*** Opening Material shown ***

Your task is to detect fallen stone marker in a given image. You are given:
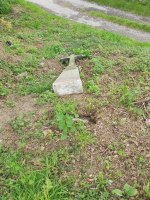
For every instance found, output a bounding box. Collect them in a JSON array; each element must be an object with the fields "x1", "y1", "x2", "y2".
[{"x1": 53, "y1": 54, "x2": 84, "y2": 96}]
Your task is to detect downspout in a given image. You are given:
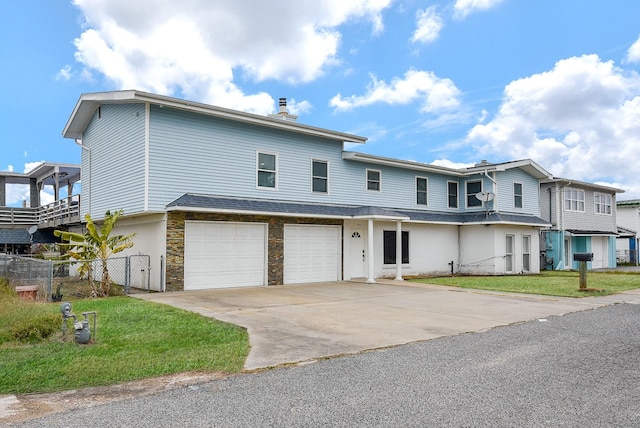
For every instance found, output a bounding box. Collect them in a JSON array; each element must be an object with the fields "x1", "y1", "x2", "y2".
[
  {"x1": 481, "y1": 169, "x2": 498, "y2": 212},
  {"x1": 457, "y1": 224, "x2": 461, "y2": 273},
  {"x1": 548, "y1": 187, "x2": 552, "y2": 224},
  {"x1": 74, "y1": 138, "x2": 90, "y2": 215}
]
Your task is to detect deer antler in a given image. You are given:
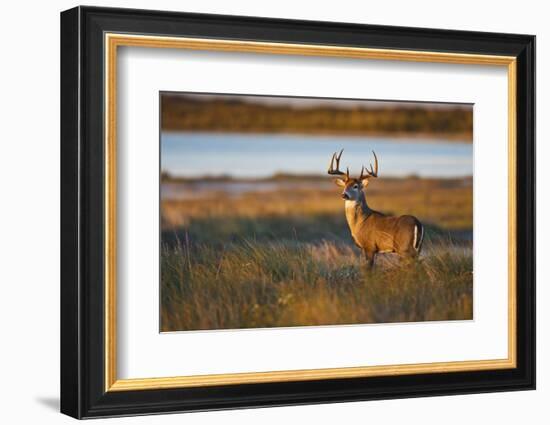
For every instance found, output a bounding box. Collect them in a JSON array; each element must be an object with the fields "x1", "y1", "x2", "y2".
[
  {"x1": 327, "y1": 149, "x2": 349, "y2": 180},
  {"x1": 359, "y1": 150, "x2": 379, "y2": 180}
]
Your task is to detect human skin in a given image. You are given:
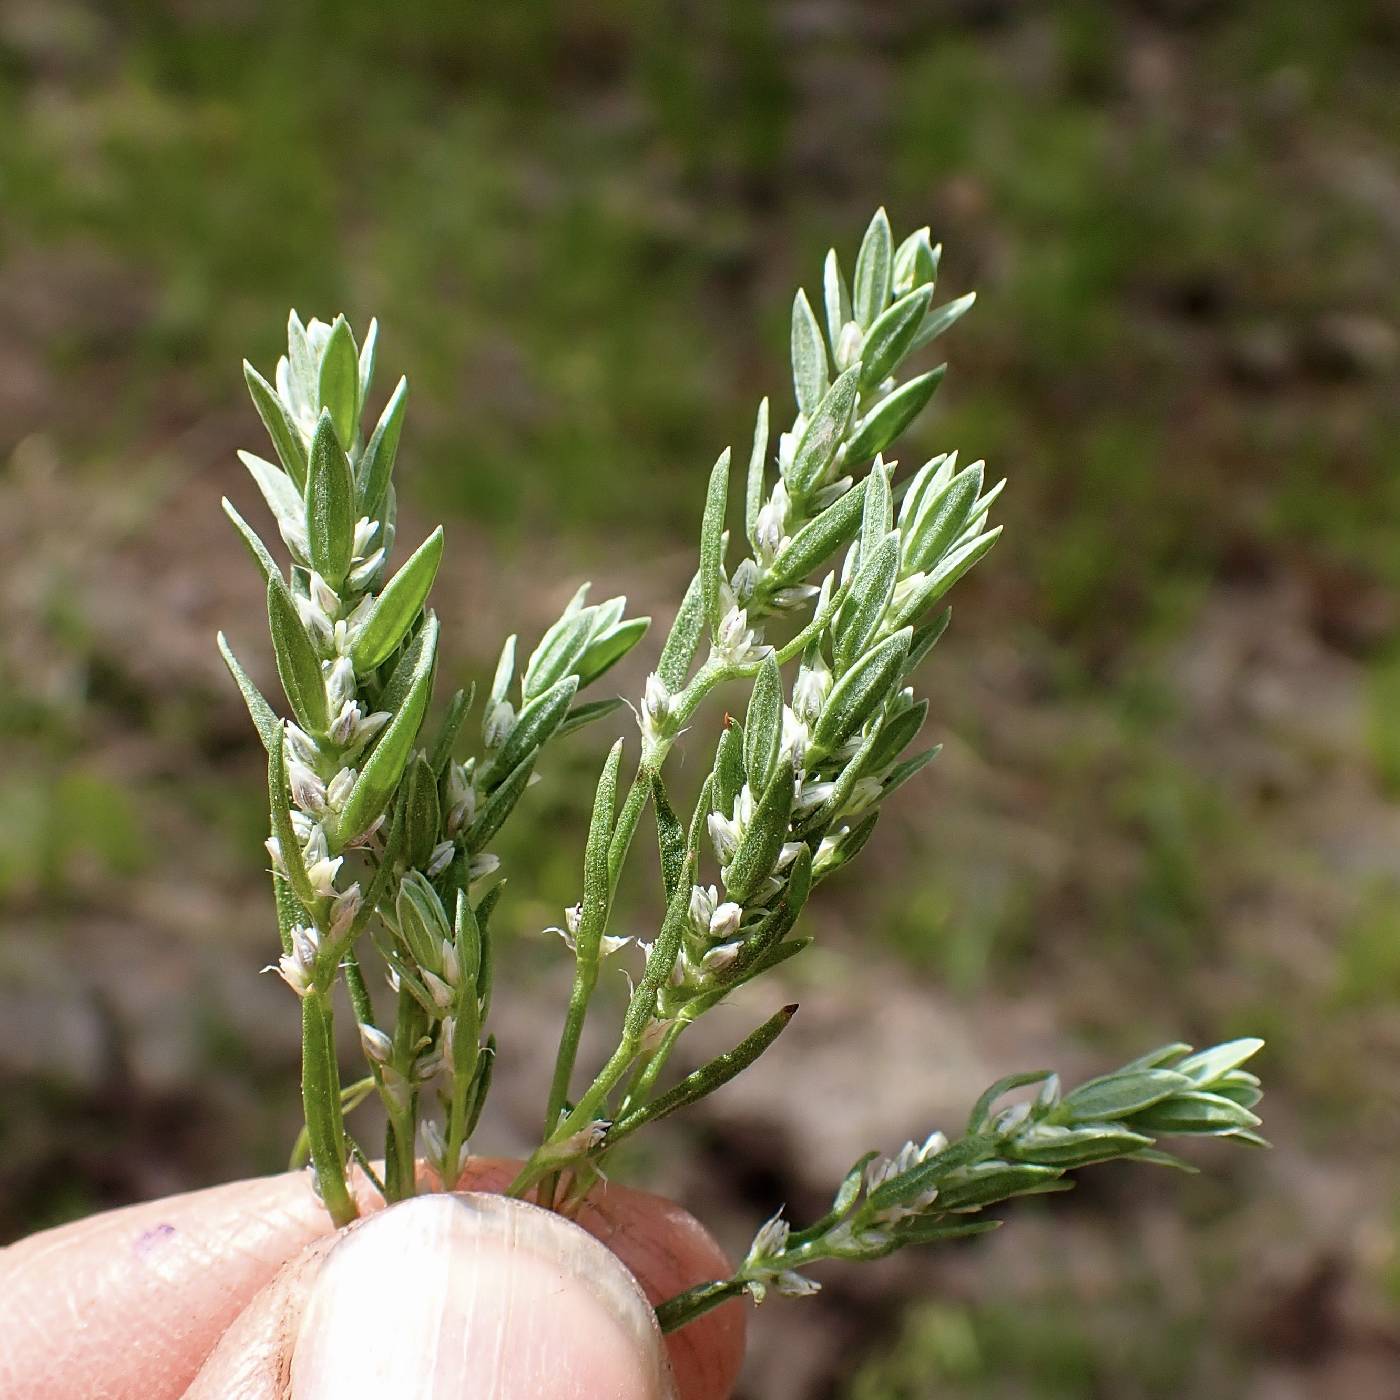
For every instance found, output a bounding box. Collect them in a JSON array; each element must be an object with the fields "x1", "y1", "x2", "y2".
[{"x1": 0, "y1": 1159, "x2": 745, "y2": 1399}]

*** Closing Material shown ***

__What this task involves__.
Should any entry above carry a picture, omit it and repeat everything else word for word.

__Finished exercise__.
Your task is to detect fallen stone marker in a given image. You are given:
For every instance found, output a bounding box. Collect them in a JSON array; each element must be an object with the fields "x1", "y1", "x2", "y2".
[{"x1": 53, "y1": 54, "x2": 84, "y2": 96}]
Your task is to detect downspout in a given image. You are given:
For every instance found, output a bounding box. Collect them in a JSON array; each element must be an object with the fields "x1", "y1", "x2", "y2".
[
  {"x1": 481, "y1": 169, "x2": 498, "y2": 212},
  {"x1": 457, "y1": 224, "x2": 461, "y2": 273},
  {"x1": 548, "y1": 187, "x2": 552, "y2": 224},
  {"x1": 74, "y1": 138, "x2": 90, "y2": 215}
]
Your task is to detect deer antler in a given image. You are given:
For every instance found, output a bounding box. Collect them in a JSON array; each element must be an object with the fields "x1", "y1", "x2", "y2".
[
  {"x1": 327, "y1": 149, "x2": 349, "y2": 180},
  {"x1": 359, "y1": 150, "x2": 379, "y2": 180}
]
Your task is to detect human skin in a given image. You are given:
For every instance found, output a bounding box. Collect them in a JSON array; each element must be an object with the fields "x1", "y1", "x2", "y2".
[{"x1": 0, "y1": 1159, "x2": 745, "y2": 1399}]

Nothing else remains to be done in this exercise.